> _GIVEN REQUEST 1_
Tally the lines of the listing that contain the string "flower", counting uppercase and lowercase as different. Report only the number.

> _PASSAGE PROVIDED_

Do Not Sit By The Ocean is the perfect example of this winning formula. Held across the span of 12 hours, this day party took place at The Deck at Island Gardens, a super yacht marina with a deck overlooking the most exquisite view of Miami’s skyline. The vibes were thick, with an entire entourage of music professionals listed to play against one of the most beautiful backdrops we have seen for a Miami party. Huge sailboats, mega yachts, palm trees, the ocean and the sun setting over the entire city as music from Lee Burridge, Alex Niggemann, YokoO, Hoj, atish and others poured out of the sound system. The entire event was captured by Be-At TV and can be viewed below.

 

This year Anjunadeep held their party at Cafeina Wynwood, with Jamie JonesParadise returning to Mana Wynwood for a party lineup that featured such top names as Steve Lawler, Bob Moses, Stacey Pullen, Skream and The Martinez Brothers. Elrow used the same venue for its signature crazy celebration, while Disclosure, Eric Prydz and Luciano all opted for Wynwood’s MAPS Backlot outside space to throw their parties this past week.

Most notably, however, it was Get Lost Miami that kept setting the trend. Celebrating 11 consecutive years, the Crosstown Rebels-run party has been bringing thousands of party goers to Downtown and Midtown Miami spaces for the last several years. For this edition, they made the bold move of relocating to Little River Studios, a brand-new site in the city’s neighborhood of Little Haiti. I say bold because it was announced only two days early and is probably the furthest any party during MMW/WMC has ever gone. But it worked, and it cemented Get Lost Miami has the must-attend party of the entire week.

> _GIVEN RECORDS_
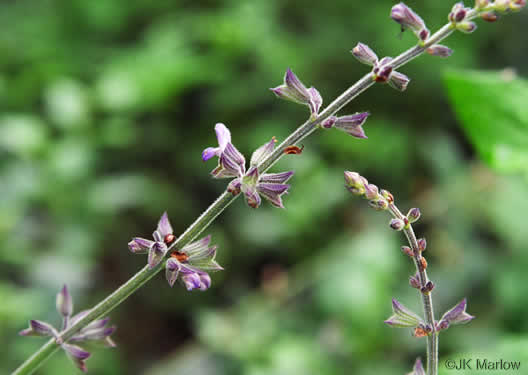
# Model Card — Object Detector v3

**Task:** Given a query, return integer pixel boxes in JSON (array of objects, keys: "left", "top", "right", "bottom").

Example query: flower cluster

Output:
[
  {"left": 350, "top": 43, "right": 410, "bottom": 91},
  {"left": 345, "top": 171, "right": 474, "bottom": 368},
  {"left": 321, "top": 112, "right": 370, "bottom": 139},
  {"left": 270, "top": 68, "right": 323, "bottom": 117},
  {"left": 128, "top": 212, "right": 223, "bottom": 291},
  {"left": 202, "top": 124, "right": 294, "bottom": 208},
  {"left": 19, "top": 285, "right": 116, "bottom": 371}
]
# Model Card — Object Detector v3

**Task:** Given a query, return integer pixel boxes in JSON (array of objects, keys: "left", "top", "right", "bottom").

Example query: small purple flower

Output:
[
  {"left": 448, "top": 2, "right": 471, "bottom": 24},
  {"left": 128, "top": 212, "right": 175, "bottom": 268},
  {"left": 389, "top": 219, "right": 405, "bottom": 231},
  {"left": 19, "top": 285, "right": 116, "bottom": 371},
  {"left": 438, "top": 298, "right": 475, "bottom": 328},
  {"left": 201, "top": 127, "right": 296, "bottom": 209},
  {"left": 385, "top": 298, "right": 424, "bottom": 328},
  {"left": 387, "top": 70, "right": 411, "bottom": 91},
  {"left": 407, "top": 208, "right": 421, "bottom": 223},
  {"left": 409, "top": 272, "right": 422, "bottom": 289},
  {"left": 475, "top": 0, "right": 490, "bottom": 9},
  {"left": 165, "top": 236, "right": 223, "bottom": 291},
  {"left": 510, "top": 0, "right": 526, "bottom": 12},
  {"left": 240, "top": 167, "right": 294, "bottom": 208},
  {"left": 202, "top": 123, "right": 231, "bottom": 161},
  {"left": 425, "top": 44, "right": 453, "bottom": 58},
  {"left": 350, "top": 43, "right": 378, "bottom": 66},
  {"left": 202, "top": 123, "right": 246, "bottom": 178},
  {"left": 456, "top": 21, "right": 477, "bottom": 34},
  {"left": 416, "top": 238, "right": 427, "bottom": 251},
  {"left": 321, "top": 112, "right": 370, "bottom": 139},
  {"left": 56, "top": 285, "right": 73, "bottom": 324},
  {"left": 270, "top": 68, "right": 323, "bottom": 116},
  {"left": 372, "top": 57, "right": 410, "bottom": 91},
  {"left": 391, "top": 3, "right": 429, "bottom": 41},
  {"left": 407, "top": 358, "right": 425, "bottom": 375}
]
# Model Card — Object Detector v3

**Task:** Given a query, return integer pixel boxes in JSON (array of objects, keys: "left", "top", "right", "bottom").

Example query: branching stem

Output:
[{"left": 12, "top": 6, "right": 486, "bottom": 375}]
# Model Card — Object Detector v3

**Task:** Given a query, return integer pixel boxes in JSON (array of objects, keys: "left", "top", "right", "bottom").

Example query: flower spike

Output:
[
  {"left": 407, "top": 358, "right": 425, "bottom": 375},
  {"left": 270, "top": 68, "right": 323, "bottom": 116},
  {"left": 165, "top": 236, "right": 223, "bottom": 291},
  {"left": 350, "top": 43, "right": 378, "bottom": 66},
  {"left": 391, "top": 3, "right": 429, "bottom": 41},
  {"left": 19, "top": 285, "right": 116, "bottom": 372},
  {"left": 202, "top": 123, "right": 231, "bottom": 161},
  {"left": 438, "top": 298, "right": 475, "bottom": 329},
  {"left": 385, "top": 298, "right": 424, "bottom": 328}
]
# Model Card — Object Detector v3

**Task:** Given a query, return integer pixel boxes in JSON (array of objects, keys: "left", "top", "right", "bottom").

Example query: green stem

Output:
[
  {"left": 389, "top": 203, "right": 438, "bottom": 375},
  {"left": 12, "top": 7, "right": 482, "bottom": 375}
]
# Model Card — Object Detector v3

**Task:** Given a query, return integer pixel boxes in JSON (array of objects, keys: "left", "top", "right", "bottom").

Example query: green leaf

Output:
[{"left": 445, "top": 71, "right": 528, "bottom": 173}]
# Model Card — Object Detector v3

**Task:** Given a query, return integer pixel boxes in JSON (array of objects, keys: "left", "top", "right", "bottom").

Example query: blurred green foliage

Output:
[
  {"left": 0, "top": 0, "right": 528, "bottom": 375},
  {"left": 446, "top": 70, "right": 528, "bottom": 174}
]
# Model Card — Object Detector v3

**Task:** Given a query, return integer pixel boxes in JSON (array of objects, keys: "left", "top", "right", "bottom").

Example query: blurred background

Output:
[{"left": 0, "top": 0, "right": 528, "bottom": 375}]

> _GIVEN REQUEST 2_
Render this sentence from the passage on Miami parties in Spanish: "Most notably, however, it was Get Lost Miami that kept setting the trend."

> _TASK OUTPUT 1_
3

> _TASK OUTPUT 2_
Sin embargo, fue sobre todo Get Lost Miami el que siguió marcando la tendencia.